> _INSTRUCTIONS TO FOLLOW_: If a line of the records contains the word "below", list it.

START RECORDS FOR PROCESSING

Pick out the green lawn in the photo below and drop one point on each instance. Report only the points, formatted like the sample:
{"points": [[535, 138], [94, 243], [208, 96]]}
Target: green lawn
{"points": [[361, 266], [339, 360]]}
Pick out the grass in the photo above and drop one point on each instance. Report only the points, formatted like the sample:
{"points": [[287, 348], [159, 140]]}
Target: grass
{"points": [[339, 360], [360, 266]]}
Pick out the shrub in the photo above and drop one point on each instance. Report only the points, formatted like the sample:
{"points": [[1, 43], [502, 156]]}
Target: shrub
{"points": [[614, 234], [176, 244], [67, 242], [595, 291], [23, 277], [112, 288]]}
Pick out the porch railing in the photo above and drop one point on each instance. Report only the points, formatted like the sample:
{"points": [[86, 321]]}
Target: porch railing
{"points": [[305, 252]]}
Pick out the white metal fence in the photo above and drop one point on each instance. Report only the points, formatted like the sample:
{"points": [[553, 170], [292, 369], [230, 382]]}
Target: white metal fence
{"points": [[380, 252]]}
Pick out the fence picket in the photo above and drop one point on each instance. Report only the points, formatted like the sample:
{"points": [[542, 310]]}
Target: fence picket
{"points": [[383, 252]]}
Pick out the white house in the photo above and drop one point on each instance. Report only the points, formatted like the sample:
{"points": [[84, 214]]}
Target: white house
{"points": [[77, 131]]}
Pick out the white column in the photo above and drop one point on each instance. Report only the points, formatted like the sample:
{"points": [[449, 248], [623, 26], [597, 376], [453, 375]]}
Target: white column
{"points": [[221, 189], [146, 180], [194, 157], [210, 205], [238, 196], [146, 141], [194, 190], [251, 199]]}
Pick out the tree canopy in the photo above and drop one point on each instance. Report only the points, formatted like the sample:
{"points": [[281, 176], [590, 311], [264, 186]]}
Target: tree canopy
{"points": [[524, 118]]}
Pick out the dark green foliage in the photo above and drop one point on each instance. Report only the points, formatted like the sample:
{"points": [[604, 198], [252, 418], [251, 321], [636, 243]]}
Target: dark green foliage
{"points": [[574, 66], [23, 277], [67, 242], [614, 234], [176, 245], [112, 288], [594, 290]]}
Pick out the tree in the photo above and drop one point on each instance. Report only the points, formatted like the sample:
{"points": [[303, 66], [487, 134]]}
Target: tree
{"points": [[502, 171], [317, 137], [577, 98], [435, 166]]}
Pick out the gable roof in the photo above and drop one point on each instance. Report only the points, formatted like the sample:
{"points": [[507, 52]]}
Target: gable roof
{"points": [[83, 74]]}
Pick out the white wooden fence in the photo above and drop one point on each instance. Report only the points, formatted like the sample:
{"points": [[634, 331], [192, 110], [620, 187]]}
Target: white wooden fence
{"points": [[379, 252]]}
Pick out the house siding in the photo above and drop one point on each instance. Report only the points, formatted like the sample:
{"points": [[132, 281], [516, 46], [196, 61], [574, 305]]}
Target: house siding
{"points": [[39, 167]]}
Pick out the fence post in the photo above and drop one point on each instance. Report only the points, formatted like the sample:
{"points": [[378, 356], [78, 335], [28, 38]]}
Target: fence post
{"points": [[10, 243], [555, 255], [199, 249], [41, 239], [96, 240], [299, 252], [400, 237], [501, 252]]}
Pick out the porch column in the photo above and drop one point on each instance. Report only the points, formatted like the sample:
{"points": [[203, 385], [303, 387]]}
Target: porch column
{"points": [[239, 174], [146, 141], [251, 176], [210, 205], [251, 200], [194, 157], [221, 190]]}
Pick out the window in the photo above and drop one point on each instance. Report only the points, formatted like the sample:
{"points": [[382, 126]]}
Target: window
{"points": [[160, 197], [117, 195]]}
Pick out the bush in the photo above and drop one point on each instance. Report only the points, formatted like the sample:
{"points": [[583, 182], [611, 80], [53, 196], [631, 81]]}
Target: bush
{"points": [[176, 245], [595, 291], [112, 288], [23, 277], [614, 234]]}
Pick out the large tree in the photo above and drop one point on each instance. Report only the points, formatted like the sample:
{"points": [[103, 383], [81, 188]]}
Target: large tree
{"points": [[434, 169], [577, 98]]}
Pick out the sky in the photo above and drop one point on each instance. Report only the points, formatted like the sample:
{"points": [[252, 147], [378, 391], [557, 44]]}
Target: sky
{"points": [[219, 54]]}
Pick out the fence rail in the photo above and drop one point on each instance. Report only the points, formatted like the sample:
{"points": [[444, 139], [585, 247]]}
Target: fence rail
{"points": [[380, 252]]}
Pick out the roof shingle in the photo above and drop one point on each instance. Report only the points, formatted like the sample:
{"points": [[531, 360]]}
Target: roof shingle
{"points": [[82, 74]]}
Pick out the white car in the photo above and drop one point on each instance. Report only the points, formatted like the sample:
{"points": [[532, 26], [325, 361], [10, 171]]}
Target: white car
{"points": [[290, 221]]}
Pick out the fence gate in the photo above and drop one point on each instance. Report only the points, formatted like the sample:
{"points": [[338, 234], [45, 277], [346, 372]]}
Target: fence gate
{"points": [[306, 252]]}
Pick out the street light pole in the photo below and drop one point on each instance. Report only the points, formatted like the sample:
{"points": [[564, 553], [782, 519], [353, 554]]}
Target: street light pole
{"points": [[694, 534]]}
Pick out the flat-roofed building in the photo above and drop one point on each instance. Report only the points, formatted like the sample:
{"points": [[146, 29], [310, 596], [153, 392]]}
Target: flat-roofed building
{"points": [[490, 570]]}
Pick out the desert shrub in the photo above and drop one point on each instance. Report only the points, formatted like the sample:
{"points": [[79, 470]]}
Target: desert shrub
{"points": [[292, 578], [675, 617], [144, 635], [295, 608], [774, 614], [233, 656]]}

END RECORDS FOR PROCESSING

> _SOLUTION FOR THIS PROBLEM_:
Pick out the green lawn in the photo below and drop one point on each instance. Report only the points, formatted like the sample:
Pick out the street light pole in the photo below and drop one point on each instance. Report only the points, formatted like the sample:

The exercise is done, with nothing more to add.